许慎创建了“部首”。他把那些有着相同形旁的字归为一组,即“部”(部里的字叫“部中字”),再把该形旁排在部的最前面,即“部首”。如,把“颜、颂、颅、颠、顶、题、颊、颈、领、项、硕、颁、颗”等字排为一部,选出相同形旁“页”,置于这部的首位,作这部的部首。并解析“页”(頁)从(shǒu,“首”的省形)从儿(“人”字变体),表示人头,所以页部的字都与头部有关。许慎共建立了540个部首,将原本纷繁杂乱的9353个汉字分归于各部。部首的建立使汉字的学习和运用具有了“举一形而统众形”(段玉裁语)的效用。
许慎用六书理论分析小篆字系,目的虽然是为了“通经”,却由此揭示了古代汉字的构字规律和特点,对此后的识字教育影响巨大。人们认识到:汉字由偏旁和部首构成,具有可分析性;汉字因义构形,又据形表义,具有理据性;汉字是由众多不同的小系统构成的大系统,具有逻辑性。人们分析汉字的偏旁部首,就容易理解汉字的形音义关系,极大地提高了学习和运用的效率。于是,偏旁部首分析法成了分析、学习汉字的重要方法。

记录

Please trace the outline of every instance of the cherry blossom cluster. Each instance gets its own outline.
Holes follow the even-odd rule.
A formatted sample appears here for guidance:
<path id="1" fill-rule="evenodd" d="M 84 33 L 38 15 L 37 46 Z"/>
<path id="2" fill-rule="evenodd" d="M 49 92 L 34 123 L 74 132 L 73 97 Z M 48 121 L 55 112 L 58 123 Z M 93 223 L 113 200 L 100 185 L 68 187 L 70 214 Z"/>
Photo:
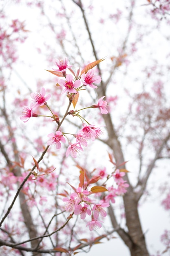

### 练习任务
**1.** 照原样重写数据行中从第一行开始、到含有“84 33 L 38 15”的那一行为止的部分，首尾两行都包括在内。
**2.** 从关于汉字部首的短文最后一句之后接着往下写。
关于汉字部首的短文与这些数据行彼此无关。

### 各题答案
**1.**
Please trace the outline of every instance of the cherry blossom cluster. Each instance gets its own outline.
Holes follow the even-odd rule.
A formatted sample appears here for guidance:
<path id="1" fill-rule="evenodd" d="M 84 33 L 38 15 L 37 46 Z"/>

**2.**
不过,由于种种原因,偏旁部首分析法在古代并没有得到充分而广泛运用,识字教学中,不分析而死记硬背、机械摹写的现象大量存在。对此,清代文字学家王筠在《文字蒙求·序》中借雪堂(王筠的朋友陈山嵋)的话批评道:“雪堂谓筠曰:‘人之不识字也,病于不能分。苟能分一字为数字,则点画必不可以增减,且易记而难忘矣。”“分一字为数字”就是要分析偏旁以理解识记,提高识字、写字的效率。(未完待续)
(作者单位:福建省集美大学)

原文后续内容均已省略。